■ Text block ■
──────────

Conics - Locus of points

Question

The ellipse with equation $\frac{x^2}{a^2}+\frac{y^2}{b^2}=1$ has one of its foci at the point $F$. The perpendicular from the origin to the tangent at a point $P(a\cos\theta, b\sin\theta)$ on the ellipse intersects the line $FP$ at a point $G$. Find the locus of $G$ as $\theta$ varies.

──────────

■ Data records ■

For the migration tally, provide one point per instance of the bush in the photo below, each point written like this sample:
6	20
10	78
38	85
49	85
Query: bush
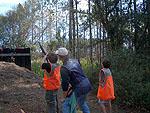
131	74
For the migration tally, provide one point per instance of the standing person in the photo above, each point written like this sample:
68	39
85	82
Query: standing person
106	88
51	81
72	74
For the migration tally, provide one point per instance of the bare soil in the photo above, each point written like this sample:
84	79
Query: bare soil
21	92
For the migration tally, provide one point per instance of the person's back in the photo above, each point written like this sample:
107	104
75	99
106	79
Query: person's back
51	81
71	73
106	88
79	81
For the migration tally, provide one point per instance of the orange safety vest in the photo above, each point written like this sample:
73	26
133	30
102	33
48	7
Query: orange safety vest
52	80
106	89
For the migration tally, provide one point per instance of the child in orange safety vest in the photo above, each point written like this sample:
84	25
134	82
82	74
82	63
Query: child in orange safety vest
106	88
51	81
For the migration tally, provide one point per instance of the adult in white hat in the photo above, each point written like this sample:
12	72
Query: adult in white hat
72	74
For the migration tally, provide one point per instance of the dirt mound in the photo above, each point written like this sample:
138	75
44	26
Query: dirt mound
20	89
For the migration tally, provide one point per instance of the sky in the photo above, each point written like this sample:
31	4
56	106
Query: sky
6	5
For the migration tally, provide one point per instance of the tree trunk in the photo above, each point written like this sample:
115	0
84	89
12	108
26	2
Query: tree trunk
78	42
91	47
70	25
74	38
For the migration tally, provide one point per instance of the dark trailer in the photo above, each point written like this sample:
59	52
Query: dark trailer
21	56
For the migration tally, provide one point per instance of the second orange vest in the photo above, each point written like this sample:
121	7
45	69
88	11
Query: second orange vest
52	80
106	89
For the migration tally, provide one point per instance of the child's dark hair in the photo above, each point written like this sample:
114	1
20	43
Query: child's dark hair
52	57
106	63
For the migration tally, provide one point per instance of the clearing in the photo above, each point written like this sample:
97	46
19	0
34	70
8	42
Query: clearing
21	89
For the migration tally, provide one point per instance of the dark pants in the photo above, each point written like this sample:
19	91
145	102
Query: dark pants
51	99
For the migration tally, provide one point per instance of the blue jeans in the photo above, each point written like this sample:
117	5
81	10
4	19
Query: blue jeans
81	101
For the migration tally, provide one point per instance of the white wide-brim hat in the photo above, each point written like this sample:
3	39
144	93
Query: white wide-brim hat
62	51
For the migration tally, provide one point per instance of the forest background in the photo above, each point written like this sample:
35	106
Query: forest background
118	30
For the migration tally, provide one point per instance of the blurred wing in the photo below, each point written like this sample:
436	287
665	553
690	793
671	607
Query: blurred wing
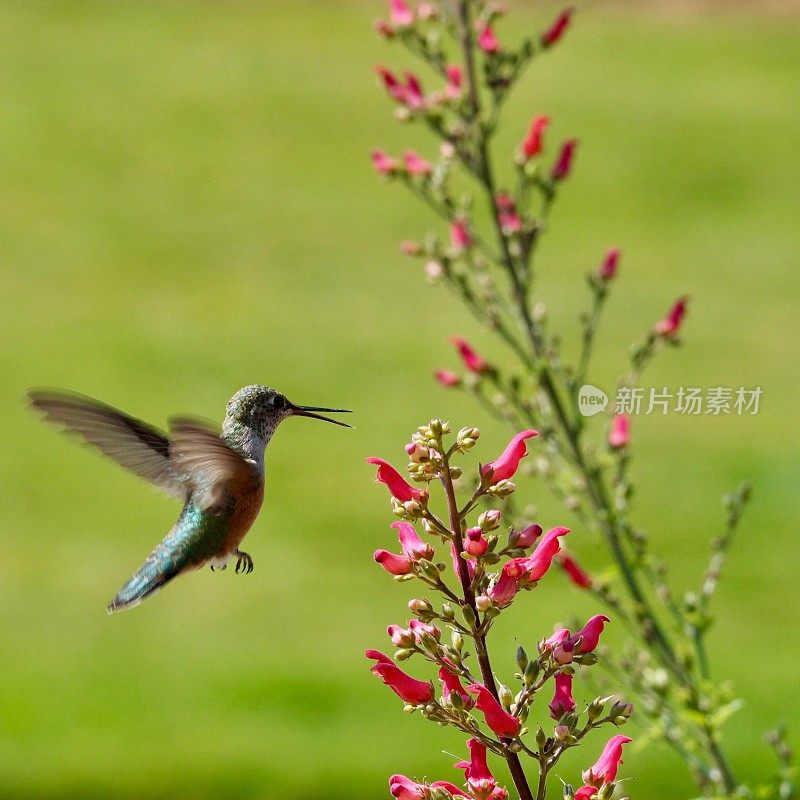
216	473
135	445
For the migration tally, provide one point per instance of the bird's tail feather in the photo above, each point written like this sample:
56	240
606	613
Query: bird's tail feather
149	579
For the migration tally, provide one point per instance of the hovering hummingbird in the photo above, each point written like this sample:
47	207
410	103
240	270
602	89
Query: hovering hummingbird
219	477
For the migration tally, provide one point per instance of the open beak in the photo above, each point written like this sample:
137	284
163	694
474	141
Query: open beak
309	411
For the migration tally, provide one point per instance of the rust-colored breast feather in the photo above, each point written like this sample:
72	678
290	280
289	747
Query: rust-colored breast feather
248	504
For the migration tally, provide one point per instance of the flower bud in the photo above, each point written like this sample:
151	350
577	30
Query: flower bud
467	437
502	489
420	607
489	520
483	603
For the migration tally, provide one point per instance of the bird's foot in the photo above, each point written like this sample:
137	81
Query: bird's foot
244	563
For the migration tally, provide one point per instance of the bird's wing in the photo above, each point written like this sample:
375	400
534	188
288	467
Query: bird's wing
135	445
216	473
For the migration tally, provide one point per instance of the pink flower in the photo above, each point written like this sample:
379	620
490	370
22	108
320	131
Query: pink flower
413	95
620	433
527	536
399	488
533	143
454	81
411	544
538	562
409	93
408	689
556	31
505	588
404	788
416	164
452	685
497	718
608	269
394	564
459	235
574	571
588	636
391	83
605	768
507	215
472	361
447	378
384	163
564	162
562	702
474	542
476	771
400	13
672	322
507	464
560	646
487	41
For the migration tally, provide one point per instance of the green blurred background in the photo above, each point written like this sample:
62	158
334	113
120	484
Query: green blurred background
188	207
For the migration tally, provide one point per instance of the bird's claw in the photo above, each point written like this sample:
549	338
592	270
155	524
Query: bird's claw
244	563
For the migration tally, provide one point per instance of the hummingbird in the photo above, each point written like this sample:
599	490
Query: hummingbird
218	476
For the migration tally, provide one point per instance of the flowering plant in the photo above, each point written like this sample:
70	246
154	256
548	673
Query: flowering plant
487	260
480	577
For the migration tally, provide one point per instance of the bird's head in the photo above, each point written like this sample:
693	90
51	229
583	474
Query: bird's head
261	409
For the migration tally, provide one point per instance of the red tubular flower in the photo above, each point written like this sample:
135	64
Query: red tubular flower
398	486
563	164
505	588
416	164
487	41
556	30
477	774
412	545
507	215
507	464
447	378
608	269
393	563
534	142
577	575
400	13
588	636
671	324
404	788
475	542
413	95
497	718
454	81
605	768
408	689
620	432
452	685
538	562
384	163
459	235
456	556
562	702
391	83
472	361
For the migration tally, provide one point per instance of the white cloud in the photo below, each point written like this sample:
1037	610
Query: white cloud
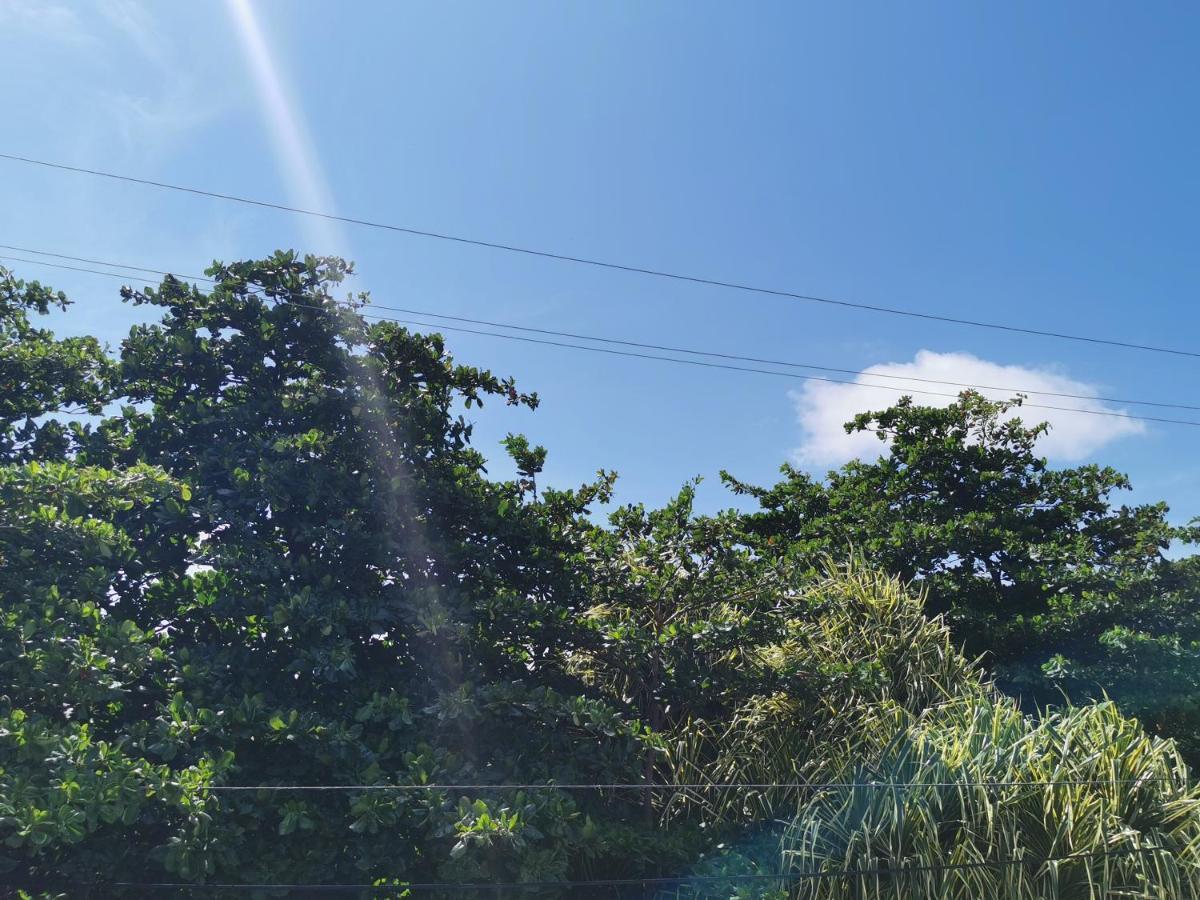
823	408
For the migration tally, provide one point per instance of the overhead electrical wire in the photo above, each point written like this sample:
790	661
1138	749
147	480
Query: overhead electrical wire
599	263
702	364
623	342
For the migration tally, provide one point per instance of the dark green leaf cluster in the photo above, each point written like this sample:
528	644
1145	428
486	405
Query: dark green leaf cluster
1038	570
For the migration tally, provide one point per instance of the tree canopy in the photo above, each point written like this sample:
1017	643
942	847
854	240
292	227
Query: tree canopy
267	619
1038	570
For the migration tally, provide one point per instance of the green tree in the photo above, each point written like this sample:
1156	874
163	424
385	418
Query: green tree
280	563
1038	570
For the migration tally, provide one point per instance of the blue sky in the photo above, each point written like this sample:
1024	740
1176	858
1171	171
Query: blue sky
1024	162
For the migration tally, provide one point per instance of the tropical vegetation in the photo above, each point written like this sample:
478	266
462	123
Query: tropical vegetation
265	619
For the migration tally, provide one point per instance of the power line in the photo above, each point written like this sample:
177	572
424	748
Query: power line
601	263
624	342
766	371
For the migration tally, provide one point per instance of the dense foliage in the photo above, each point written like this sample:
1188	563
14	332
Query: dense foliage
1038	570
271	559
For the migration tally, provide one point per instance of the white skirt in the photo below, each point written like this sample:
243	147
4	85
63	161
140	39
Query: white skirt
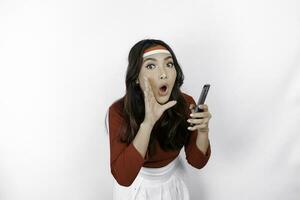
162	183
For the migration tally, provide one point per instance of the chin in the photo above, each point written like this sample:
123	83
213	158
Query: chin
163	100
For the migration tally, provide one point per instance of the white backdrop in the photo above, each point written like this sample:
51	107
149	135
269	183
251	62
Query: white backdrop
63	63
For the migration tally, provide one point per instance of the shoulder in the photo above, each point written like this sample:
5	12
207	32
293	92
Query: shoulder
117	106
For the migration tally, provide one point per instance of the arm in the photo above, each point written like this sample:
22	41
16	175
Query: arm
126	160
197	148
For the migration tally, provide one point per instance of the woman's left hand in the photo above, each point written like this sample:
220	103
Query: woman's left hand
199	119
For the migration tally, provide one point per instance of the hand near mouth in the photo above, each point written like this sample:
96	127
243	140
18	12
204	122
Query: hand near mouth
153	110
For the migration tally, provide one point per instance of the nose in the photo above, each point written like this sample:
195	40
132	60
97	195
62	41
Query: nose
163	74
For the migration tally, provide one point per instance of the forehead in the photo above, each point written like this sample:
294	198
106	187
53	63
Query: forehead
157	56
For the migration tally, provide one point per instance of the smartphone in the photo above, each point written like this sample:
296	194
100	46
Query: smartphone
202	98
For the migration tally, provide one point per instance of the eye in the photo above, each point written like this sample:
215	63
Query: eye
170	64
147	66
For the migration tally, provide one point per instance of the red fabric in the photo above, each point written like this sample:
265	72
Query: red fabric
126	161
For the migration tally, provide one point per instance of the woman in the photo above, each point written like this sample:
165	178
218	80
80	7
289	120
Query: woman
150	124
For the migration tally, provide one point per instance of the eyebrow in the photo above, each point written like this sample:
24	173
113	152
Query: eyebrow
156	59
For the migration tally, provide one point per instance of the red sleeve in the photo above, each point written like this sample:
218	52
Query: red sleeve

──────────

Restate the conics question starting with "The ellipse with" and going on through "as $\theta$ varies.", with "curve" in place of "ellipse".

■ Task answer ■
The curve with equation $\frac{x^2}{a^2}+\frac{y^2}{b^2}=1$ has one of its foci at the point $F$. The perpendicular from the origin to the tangent at a point $P(a\cos\theta, b\sin\theta)$ on the curve intersects the line $FP$ at a point $G$. Find the locus of $G$ as $\theta$ varies.